GOAL OF THE EXERCISE:
The expected output is the exact lines from the one containing "metal accordingly in the photo above." through the end of the data, inclusive, and nothing else.

[Dataset items]
· · · ·

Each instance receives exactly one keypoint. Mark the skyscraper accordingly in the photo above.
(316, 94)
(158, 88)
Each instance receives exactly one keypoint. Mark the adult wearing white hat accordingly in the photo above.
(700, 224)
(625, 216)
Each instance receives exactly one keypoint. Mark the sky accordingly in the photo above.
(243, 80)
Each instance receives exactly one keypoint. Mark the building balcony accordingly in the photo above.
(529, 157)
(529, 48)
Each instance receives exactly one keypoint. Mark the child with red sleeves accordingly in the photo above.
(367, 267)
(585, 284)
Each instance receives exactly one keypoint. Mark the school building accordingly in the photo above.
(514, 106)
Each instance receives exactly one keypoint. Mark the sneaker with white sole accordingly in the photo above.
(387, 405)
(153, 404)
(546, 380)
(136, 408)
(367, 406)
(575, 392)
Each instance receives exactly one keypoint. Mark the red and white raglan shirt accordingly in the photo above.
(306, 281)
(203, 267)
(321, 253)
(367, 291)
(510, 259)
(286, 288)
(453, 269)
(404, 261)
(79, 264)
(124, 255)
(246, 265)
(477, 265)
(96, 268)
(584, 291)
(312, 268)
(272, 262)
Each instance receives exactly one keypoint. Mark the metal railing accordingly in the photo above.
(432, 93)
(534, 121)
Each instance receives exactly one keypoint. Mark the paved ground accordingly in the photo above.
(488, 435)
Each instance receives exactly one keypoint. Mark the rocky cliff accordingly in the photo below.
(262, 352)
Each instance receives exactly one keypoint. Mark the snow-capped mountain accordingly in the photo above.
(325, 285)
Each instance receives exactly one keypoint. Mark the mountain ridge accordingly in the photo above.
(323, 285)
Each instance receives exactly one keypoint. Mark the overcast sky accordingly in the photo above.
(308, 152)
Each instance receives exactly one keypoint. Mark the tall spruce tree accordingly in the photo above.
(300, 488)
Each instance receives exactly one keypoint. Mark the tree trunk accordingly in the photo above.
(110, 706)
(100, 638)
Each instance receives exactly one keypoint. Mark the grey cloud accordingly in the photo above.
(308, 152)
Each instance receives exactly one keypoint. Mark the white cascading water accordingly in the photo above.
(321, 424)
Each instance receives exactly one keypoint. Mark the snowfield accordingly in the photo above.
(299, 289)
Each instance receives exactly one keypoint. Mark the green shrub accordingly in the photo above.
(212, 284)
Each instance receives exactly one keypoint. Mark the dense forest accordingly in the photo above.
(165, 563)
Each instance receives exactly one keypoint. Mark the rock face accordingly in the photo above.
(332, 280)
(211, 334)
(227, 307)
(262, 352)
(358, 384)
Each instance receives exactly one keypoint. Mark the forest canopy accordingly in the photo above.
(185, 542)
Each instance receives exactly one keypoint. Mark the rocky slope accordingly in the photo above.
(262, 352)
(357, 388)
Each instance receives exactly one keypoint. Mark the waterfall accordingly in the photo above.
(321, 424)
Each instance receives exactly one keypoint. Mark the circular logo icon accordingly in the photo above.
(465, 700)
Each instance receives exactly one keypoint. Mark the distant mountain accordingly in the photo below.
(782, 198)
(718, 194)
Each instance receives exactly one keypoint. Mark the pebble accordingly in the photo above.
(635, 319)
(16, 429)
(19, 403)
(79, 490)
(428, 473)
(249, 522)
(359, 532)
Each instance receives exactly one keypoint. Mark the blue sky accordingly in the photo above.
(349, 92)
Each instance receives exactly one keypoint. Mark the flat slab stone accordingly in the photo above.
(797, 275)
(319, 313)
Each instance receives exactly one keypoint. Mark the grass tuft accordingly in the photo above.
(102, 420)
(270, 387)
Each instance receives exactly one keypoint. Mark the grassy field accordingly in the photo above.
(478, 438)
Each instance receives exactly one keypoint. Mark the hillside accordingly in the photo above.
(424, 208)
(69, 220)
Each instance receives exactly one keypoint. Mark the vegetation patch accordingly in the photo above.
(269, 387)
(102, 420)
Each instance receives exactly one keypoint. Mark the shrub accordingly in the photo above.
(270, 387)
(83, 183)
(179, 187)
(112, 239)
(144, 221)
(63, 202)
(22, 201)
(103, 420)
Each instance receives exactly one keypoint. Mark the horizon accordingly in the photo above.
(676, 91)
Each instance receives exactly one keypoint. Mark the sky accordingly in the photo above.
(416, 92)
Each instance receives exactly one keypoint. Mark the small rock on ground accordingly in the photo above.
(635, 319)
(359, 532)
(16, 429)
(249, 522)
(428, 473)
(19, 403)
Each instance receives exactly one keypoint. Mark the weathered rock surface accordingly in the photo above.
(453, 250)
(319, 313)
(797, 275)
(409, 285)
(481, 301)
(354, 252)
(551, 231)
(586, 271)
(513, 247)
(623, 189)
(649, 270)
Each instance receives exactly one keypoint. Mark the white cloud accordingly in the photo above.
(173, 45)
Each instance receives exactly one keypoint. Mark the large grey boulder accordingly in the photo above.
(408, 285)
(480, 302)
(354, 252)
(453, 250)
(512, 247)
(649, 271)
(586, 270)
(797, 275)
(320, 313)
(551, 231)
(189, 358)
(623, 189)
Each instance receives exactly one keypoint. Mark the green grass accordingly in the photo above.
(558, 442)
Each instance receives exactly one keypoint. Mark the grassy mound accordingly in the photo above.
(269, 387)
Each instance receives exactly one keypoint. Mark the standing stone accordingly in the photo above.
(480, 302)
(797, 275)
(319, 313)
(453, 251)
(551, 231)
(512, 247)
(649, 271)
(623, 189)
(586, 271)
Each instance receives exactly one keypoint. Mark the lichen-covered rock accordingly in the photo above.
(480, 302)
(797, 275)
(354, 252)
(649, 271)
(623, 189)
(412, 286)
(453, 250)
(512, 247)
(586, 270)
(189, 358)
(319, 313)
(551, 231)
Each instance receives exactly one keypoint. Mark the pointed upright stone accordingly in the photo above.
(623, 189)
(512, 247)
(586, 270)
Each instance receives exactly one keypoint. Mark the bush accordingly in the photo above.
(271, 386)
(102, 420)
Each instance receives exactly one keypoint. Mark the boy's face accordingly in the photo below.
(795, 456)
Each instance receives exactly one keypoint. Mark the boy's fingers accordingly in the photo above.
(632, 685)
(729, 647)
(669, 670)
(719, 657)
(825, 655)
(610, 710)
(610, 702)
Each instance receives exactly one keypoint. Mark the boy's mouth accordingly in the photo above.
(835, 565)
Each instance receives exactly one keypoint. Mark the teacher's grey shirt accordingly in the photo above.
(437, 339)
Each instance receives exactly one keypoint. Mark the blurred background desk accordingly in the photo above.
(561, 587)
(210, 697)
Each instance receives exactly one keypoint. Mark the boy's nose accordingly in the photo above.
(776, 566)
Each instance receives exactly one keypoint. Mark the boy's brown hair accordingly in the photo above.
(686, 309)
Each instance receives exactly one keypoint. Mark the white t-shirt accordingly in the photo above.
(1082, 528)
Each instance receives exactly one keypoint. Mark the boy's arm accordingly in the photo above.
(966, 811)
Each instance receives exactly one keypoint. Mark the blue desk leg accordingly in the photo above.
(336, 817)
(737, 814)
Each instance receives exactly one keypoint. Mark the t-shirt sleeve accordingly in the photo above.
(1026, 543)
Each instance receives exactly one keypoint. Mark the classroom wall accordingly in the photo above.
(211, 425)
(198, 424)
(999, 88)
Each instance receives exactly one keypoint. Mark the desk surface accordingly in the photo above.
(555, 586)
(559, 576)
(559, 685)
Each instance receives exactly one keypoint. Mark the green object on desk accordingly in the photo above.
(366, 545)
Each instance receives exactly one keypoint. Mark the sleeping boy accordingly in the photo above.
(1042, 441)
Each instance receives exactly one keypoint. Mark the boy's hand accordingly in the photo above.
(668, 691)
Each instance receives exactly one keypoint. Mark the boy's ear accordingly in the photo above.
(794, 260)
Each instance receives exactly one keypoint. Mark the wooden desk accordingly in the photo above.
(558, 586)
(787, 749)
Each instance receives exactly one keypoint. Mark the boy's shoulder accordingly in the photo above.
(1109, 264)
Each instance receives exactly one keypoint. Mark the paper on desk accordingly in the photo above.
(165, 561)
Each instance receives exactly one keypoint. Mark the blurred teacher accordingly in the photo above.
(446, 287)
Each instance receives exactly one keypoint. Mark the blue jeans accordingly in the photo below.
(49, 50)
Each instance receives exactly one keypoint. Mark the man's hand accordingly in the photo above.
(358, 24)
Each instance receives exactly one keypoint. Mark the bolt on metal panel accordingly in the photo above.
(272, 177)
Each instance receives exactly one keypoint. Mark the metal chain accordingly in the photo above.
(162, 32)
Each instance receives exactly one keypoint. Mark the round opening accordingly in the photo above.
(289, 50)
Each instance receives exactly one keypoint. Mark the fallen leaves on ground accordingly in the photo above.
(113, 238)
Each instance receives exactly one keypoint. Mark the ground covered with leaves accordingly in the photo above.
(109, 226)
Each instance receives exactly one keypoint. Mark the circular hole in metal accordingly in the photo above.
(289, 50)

· · · ·

ANSWER FOR THIS EXERCISE:
Each instance receives exactly one keypoint. Mark the circular hole in metal accordingly in the photo above.
(289, 50)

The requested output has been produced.